═════ Texto propuesto

En otra entrada de esta Enciclopedia Guerrerense (v. Guerrero Saldaña, Vicente), se ofrece al lector un desglose de las principales contiendas en que participó el ejército encabezado por el caudillo tixtleco. No obstante, del recuento de aquel esfuerzo formidable queremos destacar algunos elementos trascendentes: el éxito de la guerrilla descansó, al menos, en cuatro factores básicos: el apoyo de los habitantes de la región, el conocimiento pleno del terreno, la habilidad militar del general en jefe y la motivación que aún despertaba la búsqueda de la Independencia; si bien en el desempeño del ejército insurgente hubo derrotas y victorias, al finalizar 1820 el saldo era favorable, a pesar de que no había logrado tomar y retener alguna ciudad importante; la renuncia del coronel realista José Gabriel de Armijo, en noviembre de 1820, luego de varios reveses, puso al frente de la Comandancia del Sur a un alto oficial criollo: Agustín de Iturbide, quien se había destacado desde los primeros años de la Revolución por la saña con que combatió a los insurrectos.
Vicente Guerrero, como antes había ocurrido con Morelos, supo unir en torno suyo a muchos de los grupos dispersos y “resistir durante años la ofensiva desplegada en su contra”. Pedro Ascencio Alquisiras, Juan del Carmen, Juan Álvarez, Isidoro Montes de Oca y Nicolás Catalán, entre otros, son personajes que contribuyeron a que la causa de la Independencia se mantuviera firme en el Sur. Don Nicolás Bravo, por su parte, luego de ser derrotado en combate, fue hecho prisionero en diciembre de 1817 y recuperó su libertad por decreto del 11 de octubre de 1820 (v. Bravo Rueda, Nicolás).
Vicente Guerrero fue un militar respetuoso de las instituciones que la lucha de Independencia fue dando, y él mismo promovió algunas. Escoltó al Congreso, por órdenes de Morelos, hasta Tehuacán, en 1815; reconoció a la Junta de Jaujilla, y promovió su reorganización en 1818; convencido por Iturbide, apoyó el Plan de Iguala en 1821.

══════════
═════ Material

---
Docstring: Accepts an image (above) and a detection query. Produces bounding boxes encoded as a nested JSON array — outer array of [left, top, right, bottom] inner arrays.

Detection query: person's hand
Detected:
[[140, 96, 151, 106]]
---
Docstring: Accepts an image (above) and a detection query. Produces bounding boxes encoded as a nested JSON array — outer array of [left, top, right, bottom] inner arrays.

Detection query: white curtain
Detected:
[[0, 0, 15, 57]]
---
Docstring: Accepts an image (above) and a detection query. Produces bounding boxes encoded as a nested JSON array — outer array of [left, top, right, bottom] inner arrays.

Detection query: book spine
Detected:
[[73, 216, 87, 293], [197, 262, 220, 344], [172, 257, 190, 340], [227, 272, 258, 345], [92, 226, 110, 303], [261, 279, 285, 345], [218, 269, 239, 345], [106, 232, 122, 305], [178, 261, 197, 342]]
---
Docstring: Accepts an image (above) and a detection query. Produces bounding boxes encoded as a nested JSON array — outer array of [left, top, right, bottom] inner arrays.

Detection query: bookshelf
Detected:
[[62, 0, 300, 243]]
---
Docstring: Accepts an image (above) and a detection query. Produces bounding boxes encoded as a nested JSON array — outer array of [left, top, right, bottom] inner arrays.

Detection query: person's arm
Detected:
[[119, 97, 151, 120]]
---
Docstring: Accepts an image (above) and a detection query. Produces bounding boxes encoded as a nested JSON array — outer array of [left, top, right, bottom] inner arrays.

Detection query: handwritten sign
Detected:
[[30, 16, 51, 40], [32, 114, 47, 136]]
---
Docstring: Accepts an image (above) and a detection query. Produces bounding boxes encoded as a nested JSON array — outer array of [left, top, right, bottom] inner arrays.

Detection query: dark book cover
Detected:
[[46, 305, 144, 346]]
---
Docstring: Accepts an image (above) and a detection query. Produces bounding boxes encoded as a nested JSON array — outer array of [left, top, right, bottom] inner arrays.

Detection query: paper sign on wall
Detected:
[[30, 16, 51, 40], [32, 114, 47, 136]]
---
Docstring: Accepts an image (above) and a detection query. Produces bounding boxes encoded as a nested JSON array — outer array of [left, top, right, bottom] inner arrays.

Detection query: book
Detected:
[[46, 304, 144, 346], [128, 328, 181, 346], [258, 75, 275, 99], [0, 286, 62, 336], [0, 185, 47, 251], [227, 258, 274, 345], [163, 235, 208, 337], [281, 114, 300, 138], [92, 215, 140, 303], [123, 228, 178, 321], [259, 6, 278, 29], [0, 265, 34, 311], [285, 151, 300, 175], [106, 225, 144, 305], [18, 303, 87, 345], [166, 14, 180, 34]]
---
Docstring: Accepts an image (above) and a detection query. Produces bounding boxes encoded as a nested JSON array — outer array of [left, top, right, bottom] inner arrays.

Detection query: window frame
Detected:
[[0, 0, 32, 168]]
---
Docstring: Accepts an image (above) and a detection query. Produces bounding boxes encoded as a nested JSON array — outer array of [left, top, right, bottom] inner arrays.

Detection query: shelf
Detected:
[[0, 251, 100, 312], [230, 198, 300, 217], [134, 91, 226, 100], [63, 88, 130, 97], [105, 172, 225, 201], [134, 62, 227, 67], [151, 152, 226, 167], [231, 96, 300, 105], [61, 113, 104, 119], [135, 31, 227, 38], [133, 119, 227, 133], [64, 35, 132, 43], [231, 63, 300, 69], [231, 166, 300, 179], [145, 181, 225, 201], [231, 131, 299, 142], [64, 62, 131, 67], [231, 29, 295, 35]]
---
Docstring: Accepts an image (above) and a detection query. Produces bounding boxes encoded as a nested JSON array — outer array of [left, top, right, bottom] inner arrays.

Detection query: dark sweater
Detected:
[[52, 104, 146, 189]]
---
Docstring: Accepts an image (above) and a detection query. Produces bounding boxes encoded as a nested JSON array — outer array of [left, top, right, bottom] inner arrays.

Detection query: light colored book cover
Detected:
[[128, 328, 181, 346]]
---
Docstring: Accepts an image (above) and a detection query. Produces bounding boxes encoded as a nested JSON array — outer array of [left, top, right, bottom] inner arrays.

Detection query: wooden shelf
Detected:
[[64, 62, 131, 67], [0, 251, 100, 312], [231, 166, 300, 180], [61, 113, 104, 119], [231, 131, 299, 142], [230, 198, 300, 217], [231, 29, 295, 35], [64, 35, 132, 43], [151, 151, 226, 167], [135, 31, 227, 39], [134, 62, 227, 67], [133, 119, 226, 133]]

══════════

— Actividades —
A: Según el texto sobre Vicente Guerrero, ¿en qué cuatro factores básicos descansó el éxito de la guerrilla? Enuméralos.
B: Continúa el texto sobre Vicente Guerrero a partir de su última oración.
Las filas no intervienen en este trabajo.

— Soluciones por actividad —
A:
- El apoyo de los habitantes de la región
- El conocimiento pleno del terreno
- La habilidad militar del general en jefe
- La motivación que aún despertaba la búsqueda de la Independencia

B:
Formalmente se reconoce la fecha del 27 de septiembre de 1821, con la entrada del Ejército Trigarante a la Ciudad de México, como el día de la consumación de la Independencia Nacional.
En el trasfondo de este hecho está la habilidad política de Iturbide y, sobre todo, el patriotismo de Vicente Guerrero.
Luego del intercambio epistolar que ambos sostuvieron a principios de ese año, los acontecimientos se precipitaron: el 24 de febrero se proclamó en Iguala el plan que lleva el nombre de esa ciudad; el 14 de marzo, en Teloloapan, Guerrero reconoció a Iturbide como primer jefe del Ejército Trigarante; en agosto, Iturbide y Juan O’Donojú –capitán general y jefe político superior de la Nueva España, nombrado así por las cortes españolas– firmaron los Tratados de Córdoba, en virtud de los cuales se acepta la independencia de la Nueva España, y queda abierta la posibilidad para que el Imperio Mexicano –así se llamaría la nueva nación– nombrara su propio monarca; el 27 de septiembre entra el Ejército Trigarante a la Ciudad de México.
La ideología.
Muchos de los criollos que participaron a favor de la lucha de 1810 habían nutrido su pensamiento en las ideas de la Ilustración. Este movimiento, surgido y desarrollado en Europa durante el Siglo XVIII, sostenía el uso de la razón como recurso básico para interpretar la vida del ser humano y de cuanto le rodea. “Ten el valor de servirte de tu propia mente”, había dicho Kant, y en este planteamiento se resumía un cambio profundo de mentalidad que abría nuevas e insospechadas posibilidades a la ciencia y la filosofía. El mundo occidental entraba en la modernidad, y al hacerlo, se sacudía prejuicios y formas de vida que tenían sus raíces metidas en siglos de oscurantismo y subordinación. Había que recuperar la dignidad y la libertad, definir y hacer realidad los derechos humanos, transformar a fondo la sociedad y su organización.
La Ilustración fue un acto de liberación ideológico–cultural que fluyó al tiempo que, en el ámbito económico, cobraba auge la doctrina mercantilista y, en lo político, se expandía el pensamiento liberal. El mercantilismo convirtió al Estado (europeo) en sujeto y objeto de la política económica; promovió la unidad territorial y un sistema unificado nacional, al analizar y buscar solución a los grandes problemas sociales; señaló que el Estado (europeo) tendría que ser un poder fuerte dentro y fuera de su espacio geográfico, y que los metales preciosos debían ocupar su interés central; rompió también con viejas tradiciones morales y principios sustentados anteriormente relativos a la usura y al lujo desenfrenado; destacó la necesidad de aprovechar la naturaleza y sus recursos, en virtud de las evidentes repercusiones sociales; y urgió la fundación y/o transformación de las instituciones públicas (políticas y administrativas). El Liberalismo, por su parte, promovió las libertades humanas y la intensificación de la educación y la cultura (De la Torre Villar, 2001).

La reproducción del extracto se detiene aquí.